Data shown
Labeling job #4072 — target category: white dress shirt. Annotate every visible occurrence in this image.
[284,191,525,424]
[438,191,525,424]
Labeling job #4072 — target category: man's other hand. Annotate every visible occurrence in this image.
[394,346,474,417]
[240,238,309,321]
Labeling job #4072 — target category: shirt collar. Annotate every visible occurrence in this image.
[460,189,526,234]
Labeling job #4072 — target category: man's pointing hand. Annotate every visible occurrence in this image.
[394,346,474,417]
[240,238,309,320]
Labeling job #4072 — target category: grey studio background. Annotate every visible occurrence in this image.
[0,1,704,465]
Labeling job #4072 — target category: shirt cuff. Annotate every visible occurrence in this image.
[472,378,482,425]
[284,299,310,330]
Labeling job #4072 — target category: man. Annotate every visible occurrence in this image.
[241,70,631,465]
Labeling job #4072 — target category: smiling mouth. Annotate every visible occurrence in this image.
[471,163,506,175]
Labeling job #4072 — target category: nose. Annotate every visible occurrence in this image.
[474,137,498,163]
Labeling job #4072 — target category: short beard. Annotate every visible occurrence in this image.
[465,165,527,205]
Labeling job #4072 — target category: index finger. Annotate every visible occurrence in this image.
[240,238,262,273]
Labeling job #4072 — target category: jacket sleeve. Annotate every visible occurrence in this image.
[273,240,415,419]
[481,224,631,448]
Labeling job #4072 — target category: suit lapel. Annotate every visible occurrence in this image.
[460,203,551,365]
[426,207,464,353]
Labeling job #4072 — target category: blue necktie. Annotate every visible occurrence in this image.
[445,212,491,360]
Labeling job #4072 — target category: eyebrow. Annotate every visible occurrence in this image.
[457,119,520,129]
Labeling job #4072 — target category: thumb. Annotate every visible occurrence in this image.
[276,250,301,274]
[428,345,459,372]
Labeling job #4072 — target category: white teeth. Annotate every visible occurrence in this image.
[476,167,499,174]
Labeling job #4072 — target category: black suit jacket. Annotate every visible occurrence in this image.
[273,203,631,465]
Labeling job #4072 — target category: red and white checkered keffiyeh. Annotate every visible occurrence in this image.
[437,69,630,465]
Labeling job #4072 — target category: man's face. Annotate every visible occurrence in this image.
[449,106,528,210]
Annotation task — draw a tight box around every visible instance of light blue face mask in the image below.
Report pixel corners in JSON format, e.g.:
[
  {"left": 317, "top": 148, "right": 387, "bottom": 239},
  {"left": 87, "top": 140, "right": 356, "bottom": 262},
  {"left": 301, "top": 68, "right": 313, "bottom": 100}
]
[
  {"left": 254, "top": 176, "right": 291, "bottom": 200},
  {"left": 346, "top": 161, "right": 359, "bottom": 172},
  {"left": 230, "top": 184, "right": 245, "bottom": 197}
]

Problem details
Collect every line above that contains the string "jacket", treating uppercase and lowercase as different.

Solution
Labeling job #4072 — target category: jacket sleeve. Annotate every visible occurrence in this image.
Labeling job #4072 — target category: black suit jacket. Annotate every visible occurrence in this image.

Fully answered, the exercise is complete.